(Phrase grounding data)

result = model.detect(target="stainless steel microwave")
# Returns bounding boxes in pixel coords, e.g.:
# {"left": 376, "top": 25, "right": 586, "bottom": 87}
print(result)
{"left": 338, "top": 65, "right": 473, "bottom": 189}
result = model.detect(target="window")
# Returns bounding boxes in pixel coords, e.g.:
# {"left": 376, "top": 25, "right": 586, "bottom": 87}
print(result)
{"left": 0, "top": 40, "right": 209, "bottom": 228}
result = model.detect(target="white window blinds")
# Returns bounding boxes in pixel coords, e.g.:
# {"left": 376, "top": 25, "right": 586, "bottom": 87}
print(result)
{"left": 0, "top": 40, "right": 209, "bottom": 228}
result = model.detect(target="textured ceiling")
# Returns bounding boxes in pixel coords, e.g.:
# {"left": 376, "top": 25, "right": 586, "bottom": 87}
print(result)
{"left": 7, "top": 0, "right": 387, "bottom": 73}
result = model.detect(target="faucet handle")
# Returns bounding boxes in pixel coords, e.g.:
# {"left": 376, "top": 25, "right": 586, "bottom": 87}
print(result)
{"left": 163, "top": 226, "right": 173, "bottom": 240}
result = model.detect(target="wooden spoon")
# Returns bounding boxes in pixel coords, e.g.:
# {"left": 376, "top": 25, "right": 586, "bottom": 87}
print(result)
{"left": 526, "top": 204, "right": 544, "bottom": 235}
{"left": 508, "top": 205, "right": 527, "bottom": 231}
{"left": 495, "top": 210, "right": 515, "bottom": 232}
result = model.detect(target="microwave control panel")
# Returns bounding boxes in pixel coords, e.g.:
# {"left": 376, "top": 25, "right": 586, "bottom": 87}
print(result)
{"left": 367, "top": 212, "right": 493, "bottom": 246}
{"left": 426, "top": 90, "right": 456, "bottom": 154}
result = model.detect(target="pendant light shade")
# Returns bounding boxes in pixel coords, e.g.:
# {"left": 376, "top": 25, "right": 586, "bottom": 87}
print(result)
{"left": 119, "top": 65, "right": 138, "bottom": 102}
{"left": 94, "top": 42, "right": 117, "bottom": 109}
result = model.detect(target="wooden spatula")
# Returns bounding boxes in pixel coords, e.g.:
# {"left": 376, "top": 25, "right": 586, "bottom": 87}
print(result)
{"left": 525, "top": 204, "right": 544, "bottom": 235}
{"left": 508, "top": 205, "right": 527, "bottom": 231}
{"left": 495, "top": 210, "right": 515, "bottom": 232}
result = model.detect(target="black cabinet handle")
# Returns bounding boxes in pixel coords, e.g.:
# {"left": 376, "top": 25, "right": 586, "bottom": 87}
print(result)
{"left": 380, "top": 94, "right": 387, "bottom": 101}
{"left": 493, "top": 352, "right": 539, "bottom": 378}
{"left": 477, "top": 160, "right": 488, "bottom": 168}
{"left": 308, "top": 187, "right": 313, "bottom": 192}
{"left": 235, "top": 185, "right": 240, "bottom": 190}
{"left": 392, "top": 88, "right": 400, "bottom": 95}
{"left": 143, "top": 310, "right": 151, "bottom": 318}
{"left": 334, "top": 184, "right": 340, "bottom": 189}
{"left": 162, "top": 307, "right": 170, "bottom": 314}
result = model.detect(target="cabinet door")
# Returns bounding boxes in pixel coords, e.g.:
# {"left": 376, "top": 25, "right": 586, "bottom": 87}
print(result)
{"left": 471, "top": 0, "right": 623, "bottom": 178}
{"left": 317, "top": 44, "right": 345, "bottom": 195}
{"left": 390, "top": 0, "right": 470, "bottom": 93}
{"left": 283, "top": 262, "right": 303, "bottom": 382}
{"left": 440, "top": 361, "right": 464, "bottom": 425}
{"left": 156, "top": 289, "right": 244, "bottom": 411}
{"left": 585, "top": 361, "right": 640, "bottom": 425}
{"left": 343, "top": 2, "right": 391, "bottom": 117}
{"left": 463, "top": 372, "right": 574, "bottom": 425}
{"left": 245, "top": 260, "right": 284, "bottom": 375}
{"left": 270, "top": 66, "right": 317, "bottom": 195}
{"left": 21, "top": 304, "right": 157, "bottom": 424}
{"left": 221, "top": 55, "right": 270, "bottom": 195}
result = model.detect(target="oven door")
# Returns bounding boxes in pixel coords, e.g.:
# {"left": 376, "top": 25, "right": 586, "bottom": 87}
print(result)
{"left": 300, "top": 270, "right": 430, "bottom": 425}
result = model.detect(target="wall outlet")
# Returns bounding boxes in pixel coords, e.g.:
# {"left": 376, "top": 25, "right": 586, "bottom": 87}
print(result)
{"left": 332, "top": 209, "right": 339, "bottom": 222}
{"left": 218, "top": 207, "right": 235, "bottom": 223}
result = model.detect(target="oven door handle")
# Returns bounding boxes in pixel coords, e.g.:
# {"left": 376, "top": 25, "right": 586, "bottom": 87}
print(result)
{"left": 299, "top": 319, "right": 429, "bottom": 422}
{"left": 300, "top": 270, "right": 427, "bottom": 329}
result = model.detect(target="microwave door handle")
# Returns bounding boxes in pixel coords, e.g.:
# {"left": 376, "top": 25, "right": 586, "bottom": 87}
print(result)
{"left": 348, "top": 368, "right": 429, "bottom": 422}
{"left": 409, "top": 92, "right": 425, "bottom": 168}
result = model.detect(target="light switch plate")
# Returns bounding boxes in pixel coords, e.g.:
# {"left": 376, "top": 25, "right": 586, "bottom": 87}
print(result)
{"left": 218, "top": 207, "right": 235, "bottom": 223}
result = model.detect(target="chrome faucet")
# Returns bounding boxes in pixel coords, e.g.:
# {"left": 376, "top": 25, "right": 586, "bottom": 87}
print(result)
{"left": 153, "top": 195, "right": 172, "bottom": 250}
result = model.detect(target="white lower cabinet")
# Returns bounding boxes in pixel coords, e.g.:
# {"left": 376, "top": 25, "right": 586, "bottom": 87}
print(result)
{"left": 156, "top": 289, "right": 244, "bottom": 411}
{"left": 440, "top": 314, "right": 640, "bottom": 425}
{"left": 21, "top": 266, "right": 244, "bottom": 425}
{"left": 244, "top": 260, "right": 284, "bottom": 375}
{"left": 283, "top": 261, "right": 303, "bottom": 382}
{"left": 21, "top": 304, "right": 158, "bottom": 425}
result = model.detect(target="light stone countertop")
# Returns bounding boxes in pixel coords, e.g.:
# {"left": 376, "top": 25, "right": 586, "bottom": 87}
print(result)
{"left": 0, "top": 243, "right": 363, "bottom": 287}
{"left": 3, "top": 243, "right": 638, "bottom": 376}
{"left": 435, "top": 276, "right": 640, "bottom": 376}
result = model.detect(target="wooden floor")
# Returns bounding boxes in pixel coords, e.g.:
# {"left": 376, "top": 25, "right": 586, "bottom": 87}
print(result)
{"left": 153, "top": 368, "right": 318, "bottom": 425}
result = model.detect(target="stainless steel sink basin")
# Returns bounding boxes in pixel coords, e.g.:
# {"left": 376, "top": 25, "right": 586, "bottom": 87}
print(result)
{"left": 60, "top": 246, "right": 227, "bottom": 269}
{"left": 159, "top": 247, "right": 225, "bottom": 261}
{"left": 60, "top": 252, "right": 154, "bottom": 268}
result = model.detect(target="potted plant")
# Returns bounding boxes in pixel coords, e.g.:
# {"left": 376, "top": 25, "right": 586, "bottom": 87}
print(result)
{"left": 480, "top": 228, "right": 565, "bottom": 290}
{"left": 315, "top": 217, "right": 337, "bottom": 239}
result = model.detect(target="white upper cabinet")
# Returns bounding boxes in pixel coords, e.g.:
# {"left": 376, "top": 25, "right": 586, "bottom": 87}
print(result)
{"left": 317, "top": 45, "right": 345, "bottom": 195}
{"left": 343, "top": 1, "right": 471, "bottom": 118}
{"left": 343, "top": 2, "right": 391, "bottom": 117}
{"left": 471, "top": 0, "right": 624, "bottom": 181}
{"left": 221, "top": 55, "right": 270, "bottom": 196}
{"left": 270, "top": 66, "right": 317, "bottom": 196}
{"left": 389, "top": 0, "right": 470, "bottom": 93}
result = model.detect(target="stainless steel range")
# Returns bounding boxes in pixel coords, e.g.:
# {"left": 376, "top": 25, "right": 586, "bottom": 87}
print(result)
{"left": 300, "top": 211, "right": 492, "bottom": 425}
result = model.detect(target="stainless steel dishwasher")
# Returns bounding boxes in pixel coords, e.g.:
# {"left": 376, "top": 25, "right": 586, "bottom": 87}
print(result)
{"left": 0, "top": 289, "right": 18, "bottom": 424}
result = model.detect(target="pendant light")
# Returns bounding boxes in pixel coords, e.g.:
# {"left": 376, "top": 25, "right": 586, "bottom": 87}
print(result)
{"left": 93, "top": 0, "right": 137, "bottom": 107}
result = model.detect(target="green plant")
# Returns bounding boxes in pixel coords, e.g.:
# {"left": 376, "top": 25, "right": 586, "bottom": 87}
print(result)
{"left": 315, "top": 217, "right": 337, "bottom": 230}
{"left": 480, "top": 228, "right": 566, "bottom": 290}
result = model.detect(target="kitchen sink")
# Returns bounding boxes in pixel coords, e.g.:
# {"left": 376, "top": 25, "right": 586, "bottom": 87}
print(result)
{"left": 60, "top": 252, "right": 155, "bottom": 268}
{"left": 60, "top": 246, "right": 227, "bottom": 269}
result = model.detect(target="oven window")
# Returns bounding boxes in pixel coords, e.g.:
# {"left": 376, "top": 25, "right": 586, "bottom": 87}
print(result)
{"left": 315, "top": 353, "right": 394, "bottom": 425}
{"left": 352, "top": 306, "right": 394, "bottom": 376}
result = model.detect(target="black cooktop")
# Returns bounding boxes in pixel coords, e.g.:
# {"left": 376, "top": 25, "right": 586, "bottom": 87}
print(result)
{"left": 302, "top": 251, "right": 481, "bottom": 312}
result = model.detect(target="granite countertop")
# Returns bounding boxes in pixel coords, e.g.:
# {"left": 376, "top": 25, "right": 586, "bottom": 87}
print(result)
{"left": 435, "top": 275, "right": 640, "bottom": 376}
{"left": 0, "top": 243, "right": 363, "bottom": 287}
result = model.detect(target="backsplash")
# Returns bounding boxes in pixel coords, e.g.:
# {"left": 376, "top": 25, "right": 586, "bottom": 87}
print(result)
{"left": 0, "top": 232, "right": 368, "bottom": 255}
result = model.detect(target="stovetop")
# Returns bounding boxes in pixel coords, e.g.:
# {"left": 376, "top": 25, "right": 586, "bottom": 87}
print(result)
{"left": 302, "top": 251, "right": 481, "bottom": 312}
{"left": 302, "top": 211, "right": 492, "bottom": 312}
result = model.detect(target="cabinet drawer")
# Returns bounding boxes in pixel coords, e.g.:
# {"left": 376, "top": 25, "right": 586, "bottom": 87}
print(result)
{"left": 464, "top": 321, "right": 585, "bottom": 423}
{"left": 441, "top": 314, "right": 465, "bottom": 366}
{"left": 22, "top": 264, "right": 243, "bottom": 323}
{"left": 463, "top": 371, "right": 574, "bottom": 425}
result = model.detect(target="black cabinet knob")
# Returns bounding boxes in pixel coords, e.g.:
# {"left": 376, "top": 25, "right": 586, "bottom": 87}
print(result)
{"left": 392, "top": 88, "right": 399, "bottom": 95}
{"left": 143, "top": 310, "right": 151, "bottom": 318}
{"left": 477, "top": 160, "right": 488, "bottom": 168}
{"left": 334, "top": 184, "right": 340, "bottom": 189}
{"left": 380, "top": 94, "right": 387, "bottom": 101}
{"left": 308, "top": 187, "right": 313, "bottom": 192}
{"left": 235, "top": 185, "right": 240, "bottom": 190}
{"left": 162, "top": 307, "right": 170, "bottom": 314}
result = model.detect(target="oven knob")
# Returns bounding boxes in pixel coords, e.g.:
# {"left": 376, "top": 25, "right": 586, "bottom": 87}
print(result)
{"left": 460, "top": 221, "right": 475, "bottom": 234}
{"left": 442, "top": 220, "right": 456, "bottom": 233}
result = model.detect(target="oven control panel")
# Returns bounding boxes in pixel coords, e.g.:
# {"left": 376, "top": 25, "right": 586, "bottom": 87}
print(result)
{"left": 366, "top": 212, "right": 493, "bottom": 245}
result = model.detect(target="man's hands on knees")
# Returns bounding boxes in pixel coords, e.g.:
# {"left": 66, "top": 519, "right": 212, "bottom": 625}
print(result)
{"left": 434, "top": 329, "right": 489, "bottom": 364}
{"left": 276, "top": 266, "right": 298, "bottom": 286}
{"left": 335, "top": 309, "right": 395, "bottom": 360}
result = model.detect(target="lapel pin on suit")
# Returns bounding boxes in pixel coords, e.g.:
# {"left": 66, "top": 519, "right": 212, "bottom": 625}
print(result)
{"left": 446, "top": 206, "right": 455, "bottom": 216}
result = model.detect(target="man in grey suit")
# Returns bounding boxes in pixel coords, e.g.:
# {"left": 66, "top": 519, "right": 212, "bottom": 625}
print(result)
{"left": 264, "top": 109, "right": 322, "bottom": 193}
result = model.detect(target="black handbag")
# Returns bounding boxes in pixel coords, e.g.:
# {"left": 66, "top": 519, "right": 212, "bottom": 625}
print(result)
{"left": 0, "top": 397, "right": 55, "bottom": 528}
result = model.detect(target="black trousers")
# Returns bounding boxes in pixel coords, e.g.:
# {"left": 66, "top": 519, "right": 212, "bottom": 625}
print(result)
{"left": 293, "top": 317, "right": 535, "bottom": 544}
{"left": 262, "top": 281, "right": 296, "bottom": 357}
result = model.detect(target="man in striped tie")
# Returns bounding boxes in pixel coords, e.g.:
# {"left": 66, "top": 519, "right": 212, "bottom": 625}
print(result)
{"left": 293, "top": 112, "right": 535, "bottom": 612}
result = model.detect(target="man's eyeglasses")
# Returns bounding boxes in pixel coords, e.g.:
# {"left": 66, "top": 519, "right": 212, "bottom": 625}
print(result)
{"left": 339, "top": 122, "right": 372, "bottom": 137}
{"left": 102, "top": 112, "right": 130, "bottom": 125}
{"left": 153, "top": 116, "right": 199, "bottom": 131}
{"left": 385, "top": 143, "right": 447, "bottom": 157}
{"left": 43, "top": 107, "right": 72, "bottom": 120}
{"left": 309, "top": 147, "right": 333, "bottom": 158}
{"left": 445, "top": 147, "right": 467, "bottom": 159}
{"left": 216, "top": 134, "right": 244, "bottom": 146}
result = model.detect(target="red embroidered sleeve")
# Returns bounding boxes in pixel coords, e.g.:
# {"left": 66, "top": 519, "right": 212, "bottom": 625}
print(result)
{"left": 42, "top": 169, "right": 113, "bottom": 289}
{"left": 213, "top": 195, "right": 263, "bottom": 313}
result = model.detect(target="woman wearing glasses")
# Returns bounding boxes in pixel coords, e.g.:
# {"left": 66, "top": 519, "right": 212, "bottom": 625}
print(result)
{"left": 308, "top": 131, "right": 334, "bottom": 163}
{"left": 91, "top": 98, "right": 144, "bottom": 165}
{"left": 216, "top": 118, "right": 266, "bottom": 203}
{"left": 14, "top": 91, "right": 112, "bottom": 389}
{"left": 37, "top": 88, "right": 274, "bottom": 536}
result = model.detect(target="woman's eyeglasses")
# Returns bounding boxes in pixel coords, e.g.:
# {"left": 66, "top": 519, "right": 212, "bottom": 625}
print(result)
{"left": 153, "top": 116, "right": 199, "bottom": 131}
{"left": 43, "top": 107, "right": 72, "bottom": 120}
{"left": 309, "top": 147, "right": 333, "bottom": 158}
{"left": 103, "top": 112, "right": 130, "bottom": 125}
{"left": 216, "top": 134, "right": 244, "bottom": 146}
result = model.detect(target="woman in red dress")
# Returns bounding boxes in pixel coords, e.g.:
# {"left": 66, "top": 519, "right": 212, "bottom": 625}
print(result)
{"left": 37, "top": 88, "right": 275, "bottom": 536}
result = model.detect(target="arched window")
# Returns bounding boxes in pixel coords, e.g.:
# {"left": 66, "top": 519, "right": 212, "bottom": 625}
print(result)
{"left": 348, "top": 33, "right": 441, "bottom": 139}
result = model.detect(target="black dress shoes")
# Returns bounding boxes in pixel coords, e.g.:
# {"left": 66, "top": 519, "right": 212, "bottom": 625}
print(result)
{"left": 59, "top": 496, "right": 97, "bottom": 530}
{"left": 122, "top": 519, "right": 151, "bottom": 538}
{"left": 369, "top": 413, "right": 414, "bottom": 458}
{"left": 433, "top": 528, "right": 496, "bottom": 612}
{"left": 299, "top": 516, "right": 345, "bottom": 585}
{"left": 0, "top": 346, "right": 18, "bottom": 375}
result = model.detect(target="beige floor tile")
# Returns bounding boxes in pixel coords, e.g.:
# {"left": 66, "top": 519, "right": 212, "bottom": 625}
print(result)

◆ What you are asked to do ◆
Copy the lines that hold the word "pendant". Take them from the records above.

◆ Exercise answer ◆
result = model.detect(target="pendant light shade")
result = model.detect(target="pendant light")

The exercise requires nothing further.